__Direction__: Arrange the items below as a two-column CSV with the headers "prompt" and "points", one row per item. Put each item's text and its answer in its own quoted field with line breaks replaced by spaces, and leave the pictures out.

__Data extract__:
◇ ◇ ◇

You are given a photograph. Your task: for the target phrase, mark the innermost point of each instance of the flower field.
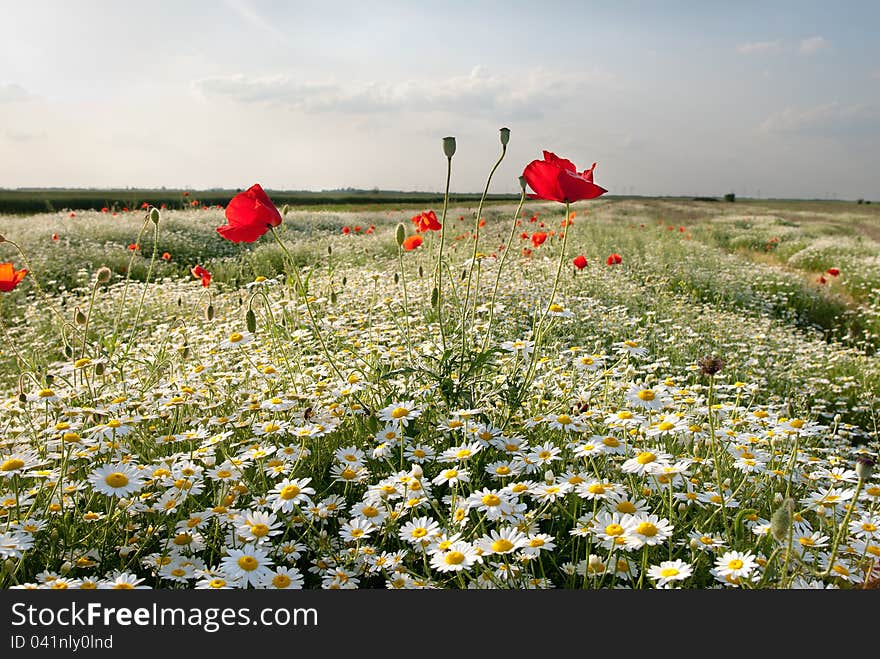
(575, 391)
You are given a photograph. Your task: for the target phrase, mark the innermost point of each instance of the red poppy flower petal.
(241, 233)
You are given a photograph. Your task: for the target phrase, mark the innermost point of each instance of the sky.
(763, 99)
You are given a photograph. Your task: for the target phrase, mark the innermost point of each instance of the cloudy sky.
(671, 98)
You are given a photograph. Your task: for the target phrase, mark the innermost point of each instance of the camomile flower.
(237, 339)
(118, 480)
(256, 527)
(248, 566)
(283, 578)
(504, 541)
(356, 529)
(400, 413)
(670, 571)
(460, 555)
(290, 493)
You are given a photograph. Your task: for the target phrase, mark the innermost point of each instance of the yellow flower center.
(259, 530)
(491, 500)
(454, 558)
(502, 545)
(116, 479)
(248, 563)
(614, 530)
(646, 529)
(399, 412)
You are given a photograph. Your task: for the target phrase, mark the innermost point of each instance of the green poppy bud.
(449, 146)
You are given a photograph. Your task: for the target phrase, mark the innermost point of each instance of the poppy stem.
(467, 295)
(500, 268)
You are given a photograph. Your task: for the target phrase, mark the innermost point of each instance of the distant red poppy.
(200, 273)
(557, 179)
(10, 277)
(249, 215)
(413, 242)
(426, 221)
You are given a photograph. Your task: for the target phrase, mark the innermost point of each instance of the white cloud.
(759, 47)
(813, 45)
(828, 119)
(480, 92)
(12, 93)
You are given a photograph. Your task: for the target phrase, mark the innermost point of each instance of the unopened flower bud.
(864, 467)
(780, 520)
(449, 146)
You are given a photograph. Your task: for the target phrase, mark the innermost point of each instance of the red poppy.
(557, 179)
(249, 215)
(200, 273)
(10, 277)
(411, 243)
(426, 222)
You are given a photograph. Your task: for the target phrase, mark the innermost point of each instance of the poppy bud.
(780, 521)
(864, 467)
(449, 146)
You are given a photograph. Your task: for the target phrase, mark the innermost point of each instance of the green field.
(350, 381)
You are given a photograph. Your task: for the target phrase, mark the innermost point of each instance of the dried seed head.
(449, 146)
(710, 365)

◇ ◇ ◇

__Exercise answer__:
prompt,points
"You are given a photograph. Your task: for the target phrase, mark the innermost point of each instance of the flower field.","(575, 391)"
"You are given a photograph. Your task: for the target phrase, mark the innermost point of each instance of the red poppy flower petal.","(241, 233)"
"You are given a photograph. Your task: for the target phrase, mark the innermost point of each instance of the sky.","(763, 99)"
"You are given a photograph. Your task: for the target phrase, mark the innermost point of each instance of the cloudy sky.","(671, 98)"
"You are given a photograph. Your task: for the target phrase, mark the innermost point of each instance of the camomile flower.","(237, 339) (118, 480) (256, 527) (248, 566) (283, 578) (504, 541) (356, 529) (400, 413) (670, 571) (460, 555) (290, 493)"
"You are given a photograph. Your task: for the target phrase, mark the innermost point of each instance of the yellow flower center.","(259, 530) (491, 500) (454, 558) (502, 545) (116, 479) (248, 563) (614, 530) (646, 529) (399, 412)"
"You are given a photograph. Your task: for the target phrase, mark the innermost point of each instance of the green poppy bud.","(449, 146)"
"You are given a photograph. Your task: for the target phrase, mark the innermost point of each instance of the poppy stem.","(467, 295) (500, 268)"
"You are given a photograph. Your task: for the target phrase, mark the innermost point of each instance of the distant red poppy.","(200, 273) (557, 179) (10, 277) (249, 215) (413, 242) (426, 221)"
"You are given a photograph. Your task: for the target phrase, mark the innermost point of each instance of the white cloud.","(759, 47) (813, 45) (828, 119) (480, 92) (12, 93)"
"You are given a photograph. Your task: for the target phrase, mark the innermost point of each instance of the unopened flower bud.","(864, 467) (780, 520) (449, 146)"
"You are given a photograph. Your task: for the target phrase, mark the innermost point of each instance of the red poppy.","(557, 179) (249, 215) (200, 273) (10, 277) (411, 243) (426, 222)"
"You are given a photograph. Your task: for the target phrase, mark the innermost point of each instance of the poppy bud.","(780, 521) (864, 467) (449, 146)"
"You are given a photograph. Your task: for the target phrase, mark the innermost point of each instance of the green field.","(350, 381)"
"You are given a photograph. Your task: for the target phrase, mark the innermost point of each instance of the dried seed head.","(449, 146) (710, 365)"